(Extracted records)

*****

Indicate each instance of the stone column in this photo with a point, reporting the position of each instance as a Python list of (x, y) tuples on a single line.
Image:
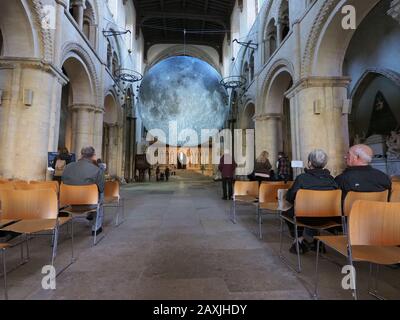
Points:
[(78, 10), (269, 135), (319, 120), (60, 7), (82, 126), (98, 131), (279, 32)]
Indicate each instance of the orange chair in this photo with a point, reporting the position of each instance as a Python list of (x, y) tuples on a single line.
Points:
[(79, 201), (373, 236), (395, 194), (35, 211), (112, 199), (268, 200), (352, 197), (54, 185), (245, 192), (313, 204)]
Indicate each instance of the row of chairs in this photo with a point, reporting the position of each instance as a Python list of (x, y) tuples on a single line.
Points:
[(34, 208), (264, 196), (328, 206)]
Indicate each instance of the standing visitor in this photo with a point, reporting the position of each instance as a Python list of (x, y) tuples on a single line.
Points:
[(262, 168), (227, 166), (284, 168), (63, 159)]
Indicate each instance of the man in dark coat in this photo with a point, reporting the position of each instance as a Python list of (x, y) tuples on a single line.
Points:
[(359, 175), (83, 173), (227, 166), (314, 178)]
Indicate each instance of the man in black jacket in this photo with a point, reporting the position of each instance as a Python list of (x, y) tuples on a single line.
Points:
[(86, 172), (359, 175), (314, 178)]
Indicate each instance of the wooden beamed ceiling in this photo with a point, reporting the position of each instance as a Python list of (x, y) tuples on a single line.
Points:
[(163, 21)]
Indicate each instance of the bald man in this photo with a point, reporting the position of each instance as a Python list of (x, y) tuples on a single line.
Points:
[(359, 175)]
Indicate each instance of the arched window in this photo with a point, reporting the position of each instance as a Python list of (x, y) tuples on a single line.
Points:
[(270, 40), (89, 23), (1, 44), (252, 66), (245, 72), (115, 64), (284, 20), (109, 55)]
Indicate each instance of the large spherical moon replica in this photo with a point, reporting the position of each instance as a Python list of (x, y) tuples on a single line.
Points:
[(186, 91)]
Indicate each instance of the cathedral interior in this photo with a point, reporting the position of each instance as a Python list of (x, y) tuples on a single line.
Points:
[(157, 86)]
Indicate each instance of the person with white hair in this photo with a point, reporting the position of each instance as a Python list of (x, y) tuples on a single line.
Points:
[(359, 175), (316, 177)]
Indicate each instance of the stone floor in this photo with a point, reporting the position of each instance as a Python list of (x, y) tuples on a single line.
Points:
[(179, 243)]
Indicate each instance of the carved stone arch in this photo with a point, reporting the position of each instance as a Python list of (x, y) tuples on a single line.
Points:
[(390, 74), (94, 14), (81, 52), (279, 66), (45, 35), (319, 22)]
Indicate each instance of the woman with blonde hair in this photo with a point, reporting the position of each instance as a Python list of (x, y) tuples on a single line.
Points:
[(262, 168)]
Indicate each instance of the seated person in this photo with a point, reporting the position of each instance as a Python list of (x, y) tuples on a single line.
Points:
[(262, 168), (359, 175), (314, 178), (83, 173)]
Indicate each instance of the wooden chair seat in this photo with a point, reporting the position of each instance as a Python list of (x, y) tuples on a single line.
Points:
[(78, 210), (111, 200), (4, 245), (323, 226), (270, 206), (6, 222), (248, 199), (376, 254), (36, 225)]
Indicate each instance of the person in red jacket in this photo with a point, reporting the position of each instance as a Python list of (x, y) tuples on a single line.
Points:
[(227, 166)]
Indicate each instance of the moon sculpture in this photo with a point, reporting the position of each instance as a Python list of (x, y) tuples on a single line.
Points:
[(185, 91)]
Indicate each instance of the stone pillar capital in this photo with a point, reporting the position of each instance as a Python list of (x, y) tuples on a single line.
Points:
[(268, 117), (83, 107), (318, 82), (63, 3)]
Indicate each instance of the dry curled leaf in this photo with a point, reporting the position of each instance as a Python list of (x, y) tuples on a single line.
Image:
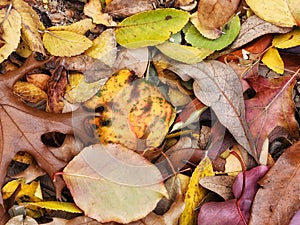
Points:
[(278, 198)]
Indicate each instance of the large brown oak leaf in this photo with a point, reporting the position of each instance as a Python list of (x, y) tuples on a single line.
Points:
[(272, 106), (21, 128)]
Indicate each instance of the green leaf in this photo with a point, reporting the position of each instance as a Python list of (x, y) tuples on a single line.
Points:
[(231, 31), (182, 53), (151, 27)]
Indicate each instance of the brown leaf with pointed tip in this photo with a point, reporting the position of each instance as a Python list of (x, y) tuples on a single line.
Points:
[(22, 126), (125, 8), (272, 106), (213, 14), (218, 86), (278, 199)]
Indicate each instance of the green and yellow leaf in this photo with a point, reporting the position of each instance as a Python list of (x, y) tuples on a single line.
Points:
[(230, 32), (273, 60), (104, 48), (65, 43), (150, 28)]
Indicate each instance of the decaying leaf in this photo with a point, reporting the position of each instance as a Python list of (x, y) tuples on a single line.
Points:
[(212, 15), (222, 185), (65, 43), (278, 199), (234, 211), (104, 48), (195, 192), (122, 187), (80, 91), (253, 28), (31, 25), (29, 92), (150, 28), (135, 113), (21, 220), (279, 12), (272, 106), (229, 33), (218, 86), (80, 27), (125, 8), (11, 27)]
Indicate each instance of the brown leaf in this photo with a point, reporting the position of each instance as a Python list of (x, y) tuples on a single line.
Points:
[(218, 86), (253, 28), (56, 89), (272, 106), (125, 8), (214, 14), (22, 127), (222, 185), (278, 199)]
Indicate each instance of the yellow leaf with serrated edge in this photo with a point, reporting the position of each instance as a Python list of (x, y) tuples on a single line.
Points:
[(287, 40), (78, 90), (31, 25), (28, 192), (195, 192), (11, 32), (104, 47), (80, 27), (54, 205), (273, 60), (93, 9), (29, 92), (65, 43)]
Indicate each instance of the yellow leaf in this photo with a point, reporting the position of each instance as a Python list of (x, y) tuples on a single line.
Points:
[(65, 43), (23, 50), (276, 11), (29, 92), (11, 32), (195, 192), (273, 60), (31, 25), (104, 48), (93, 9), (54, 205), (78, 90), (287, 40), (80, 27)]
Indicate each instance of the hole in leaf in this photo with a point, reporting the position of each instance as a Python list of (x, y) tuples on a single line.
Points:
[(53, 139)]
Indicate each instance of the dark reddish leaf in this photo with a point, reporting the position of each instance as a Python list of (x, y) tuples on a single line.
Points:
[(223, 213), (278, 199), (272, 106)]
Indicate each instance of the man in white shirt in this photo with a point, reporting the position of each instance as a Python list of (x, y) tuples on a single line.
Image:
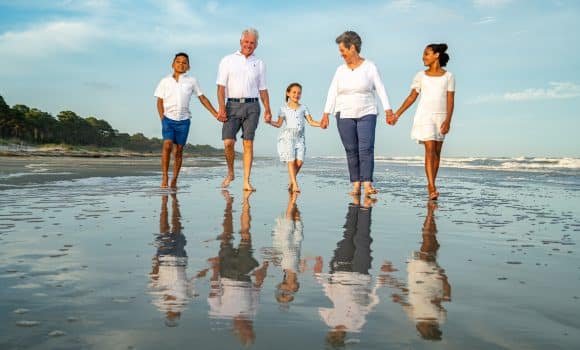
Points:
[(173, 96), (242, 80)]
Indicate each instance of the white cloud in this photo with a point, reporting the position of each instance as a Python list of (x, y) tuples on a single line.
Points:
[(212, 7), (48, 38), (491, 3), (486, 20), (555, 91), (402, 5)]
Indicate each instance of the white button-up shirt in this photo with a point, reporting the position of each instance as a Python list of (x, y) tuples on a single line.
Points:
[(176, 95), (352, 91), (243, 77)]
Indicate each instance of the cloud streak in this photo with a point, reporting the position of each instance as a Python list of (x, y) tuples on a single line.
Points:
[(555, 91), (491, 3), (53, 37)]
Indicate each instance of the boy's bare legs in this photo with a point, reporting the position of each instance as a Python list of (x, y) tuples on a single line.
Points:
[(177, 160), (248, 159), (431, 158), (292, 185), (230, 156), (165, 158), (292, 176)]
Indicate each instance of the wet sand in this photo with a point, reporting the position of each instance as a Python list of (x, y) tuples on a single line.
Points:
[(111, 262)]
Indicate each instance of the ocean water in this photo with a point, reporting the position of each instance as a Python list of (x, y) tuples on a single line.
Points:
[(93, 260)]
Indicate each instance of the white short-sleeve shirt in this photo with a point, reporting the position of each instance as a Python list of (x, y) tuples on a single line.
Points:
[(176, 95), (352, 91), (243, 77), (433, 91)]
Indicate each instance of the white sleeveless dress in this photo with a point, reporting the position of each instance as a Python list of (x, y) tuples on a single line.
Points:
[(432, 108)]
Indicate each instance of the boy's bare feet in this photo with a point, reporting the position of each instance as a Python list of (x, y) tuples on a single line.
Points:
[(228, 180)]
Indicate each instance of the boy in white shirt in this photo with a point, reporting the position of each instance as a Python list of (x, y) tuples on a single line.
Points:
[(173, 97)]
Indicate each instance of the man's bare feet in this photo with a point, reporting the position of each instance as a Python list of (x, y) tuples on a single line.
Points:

*****

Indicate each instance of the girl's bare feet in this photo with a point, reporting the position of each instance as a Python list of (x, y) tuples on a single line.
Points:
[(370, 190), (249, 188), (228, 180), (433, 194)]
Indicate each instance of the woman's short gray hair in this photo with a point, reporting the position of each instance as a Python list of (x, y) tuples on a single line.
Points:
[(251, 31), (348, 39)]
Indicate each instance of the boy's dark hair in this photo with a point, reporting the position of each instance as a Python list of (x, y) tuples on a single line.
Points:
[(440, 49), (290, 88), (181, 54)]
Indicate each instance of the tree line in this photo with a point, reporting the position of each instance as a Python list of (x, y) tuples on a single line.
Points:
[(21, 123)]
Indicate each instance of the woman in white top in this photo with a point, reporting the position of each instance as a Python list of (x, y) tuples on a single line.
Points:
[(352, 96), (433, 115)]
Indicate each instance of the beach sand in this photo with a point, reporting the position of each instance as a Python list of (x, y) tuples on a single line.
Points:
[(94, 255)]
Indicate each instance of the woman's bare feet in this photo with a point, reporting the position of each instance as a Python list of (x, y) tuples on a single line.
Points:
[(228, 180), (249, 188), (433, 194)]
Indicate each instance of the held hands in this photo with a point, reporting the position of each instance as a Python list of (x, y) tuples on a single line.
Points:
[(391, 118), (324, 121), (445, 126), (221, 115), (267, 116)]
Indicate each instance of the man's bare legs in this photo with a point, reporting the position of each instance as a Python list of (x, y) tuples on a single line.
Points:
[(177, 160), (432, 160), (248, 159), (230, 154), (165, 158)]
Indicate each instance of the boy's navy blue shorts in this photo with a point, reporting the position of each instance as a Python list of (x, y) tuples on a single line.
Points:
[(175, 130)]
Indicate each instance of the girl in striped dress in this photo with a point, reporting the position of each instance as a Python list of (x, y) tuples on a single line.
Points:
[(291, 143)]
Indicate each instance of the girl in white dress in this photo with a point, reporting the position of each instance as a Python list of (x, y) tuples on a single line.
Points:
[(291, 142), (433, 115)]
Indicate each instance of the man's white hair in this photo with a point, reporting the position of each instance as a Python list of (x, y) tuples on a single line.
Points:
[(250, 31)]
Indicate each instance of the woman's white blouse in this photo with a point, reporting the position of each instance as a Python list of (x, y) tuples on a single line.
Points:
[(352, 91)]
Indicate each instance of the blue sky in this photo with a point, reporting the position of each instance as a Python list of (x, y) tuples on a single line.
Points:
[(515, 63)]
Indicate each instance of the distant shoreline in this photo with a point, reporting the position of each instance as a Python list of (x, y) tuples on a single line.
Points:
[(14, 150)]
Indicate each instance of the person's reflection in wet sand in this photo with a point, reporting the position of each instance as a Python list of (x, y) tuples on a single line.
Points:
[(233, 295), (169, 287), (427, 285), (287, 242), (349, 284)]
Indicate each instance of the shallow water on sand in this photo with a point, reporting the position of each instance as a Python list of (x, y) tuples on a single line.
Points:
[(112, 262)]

*****

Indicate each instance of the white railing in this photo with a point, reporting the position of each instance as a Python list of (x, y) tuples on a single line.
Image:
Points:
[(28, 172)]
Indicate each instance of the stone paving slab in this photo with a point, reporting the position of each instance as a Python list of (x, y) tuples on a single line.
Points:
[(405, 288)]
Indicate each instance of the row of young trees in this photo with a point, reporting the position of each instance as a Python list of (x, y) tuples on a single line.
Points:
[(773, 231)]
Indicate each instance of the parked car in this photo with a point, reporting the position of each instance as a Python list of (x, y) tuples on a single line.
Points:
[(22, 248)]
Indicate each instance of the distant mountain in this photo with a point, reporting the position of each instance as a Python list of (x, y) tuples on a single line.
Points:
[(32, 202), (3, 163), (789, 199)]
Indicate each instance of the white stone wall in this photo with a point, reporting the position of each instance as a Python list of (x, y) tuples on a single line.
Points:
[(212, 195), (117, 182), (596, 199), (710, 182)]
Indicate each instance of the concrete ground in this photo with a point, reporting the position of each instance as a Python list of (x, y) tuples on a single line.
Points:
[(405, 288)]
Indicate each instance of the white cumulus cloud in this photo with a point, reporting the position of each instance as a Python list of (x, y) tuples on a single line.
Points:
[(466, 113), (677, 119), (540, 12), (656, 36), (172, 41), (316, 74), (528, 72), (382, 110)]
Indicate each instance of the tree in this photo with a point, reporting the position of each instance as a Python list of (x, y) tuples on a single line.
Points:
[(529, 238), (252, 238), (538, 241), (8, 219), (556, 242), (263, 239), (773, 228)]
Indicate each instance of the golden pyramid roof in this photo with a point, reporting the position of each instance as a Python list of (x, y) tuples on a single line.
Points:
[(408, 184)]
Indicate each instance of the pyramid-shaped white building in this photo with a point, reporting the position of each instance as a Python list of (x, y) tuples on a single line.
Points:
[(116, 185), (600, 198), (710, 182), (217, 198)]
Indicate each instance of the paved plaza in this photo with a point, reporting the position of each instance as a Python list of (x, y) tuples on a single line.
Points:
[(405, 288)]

*****

• _What this task involves_
Each line above that contains "jacket" must be copied out.

• _Written response_
Indicate each instance of the man in black jacket in this photo with a point, reporting the position of each instance as a Python list of (x, y) tuples on a single line.
Indicate each instance of the person in red jacket in this photo with a point, reporting the position of each instance as a Python list of (x, y) tuples on a single line.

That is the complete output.